■ Records from a data source

** START **

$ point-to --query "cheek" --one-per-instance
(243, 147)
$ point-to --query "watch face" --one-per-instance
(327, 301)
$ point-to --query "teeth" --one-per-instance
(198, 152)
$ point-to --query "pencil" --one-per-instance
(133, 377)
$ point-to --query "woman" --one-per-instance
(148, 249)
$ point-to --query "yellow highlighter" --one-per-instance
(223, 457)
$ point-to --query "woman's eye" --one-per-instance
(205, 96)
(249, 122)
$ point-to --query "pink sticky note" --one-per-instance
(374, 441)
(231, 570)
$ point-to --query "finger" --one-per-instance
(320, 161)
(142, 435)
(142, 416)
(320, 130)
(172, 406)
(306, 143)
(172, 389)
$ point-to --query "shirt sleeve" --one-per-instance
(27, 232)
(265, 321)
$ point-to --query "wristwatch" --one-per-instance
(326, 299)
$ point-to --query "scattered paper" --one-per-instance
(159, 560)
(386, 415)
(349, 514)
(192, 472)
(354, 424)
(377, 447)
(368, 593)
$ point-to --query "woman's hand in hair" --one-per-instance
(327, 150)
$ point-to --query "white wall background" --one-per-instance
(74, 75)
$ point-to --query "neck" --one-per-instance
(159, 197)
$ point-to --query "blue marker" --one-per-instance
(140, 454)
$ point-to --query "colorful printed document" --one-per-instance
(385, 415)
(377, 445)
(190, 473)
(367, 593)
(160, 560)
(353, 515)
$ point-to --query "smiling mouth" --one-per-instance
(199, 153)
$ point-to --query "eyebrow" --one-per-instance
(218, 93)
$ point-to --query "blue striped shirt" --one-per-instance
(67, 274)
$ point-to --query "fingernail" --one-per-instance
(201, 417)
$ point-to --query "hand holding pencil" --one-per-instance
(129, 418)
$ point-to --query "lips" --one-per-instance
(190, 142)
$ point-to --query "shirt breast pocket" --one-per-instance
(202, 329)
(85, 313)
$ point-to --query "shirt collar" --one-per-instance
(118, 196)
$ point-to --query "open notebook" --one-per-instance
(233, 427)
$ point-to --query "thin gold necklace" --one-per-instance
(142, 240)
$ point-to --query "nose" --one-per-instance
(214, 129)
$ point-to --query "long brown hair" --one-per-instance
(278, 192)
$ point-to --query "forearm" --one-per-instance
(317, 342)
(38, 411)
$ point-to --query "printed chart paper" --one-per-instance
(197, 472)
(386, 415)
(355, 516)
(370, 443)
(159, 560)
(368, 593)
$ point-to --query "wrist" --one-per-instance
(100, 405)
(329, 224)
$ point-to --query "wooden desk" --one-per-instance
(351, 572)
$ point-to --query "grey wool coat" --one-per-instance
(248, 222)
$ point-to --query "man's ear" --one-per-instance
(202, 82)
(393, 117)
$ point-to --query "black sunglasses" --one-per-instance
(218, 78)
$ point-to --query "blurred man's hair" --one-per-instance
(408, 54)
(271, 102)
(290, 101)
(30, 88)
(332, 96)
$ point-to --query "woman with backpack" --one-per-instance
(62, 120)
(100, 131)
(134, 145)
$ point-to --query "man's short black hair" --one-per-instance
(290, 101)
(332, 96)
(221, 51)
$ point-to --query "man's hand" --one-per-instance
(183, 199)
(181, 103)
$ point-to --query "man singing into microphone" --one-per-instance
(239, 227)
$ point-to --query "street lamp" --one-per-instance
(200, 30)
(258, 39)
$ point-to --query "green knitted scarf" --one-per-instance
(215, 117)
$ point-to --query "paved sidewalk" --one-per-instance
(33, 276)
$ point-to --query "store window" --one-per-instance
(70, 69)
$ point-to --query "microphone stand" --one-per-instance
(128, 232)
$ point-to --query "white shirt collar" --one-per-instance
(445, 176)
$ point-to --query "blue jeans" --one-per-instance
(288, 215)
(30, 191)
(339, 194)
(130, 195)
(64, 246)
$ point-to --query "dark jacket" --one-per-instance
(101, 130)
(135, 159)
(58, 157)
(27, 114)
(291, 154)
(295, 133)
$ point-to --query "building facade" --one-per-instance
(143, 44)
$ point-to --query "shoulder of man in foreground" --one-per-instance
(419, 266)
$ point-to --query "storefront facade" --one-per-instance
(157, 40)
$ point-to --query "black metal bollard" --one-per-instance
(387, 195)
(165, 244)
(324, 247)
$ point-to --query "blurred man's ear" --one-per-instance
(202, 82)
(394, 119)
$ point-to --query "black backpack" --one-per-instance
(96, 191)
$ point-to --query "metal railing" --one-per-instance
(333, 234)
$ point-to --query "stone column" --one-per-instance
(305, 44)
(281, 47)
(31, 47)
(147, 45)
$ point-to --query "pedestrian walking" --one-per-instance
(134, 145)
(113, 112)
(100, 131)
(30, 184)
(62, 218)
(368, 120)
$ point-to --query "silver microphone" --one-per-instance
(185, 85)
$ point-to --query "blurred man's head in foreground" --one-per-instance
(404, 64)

** END **

■ SHORT PROBLEM
Copy exactly, and only, the lines from the one containing "man's head in" through the last line of the listing.

■ PROBLEM SOLUTION
$ point-to --query "blurred man's head in foreground" --one-per-instance
(404, 64)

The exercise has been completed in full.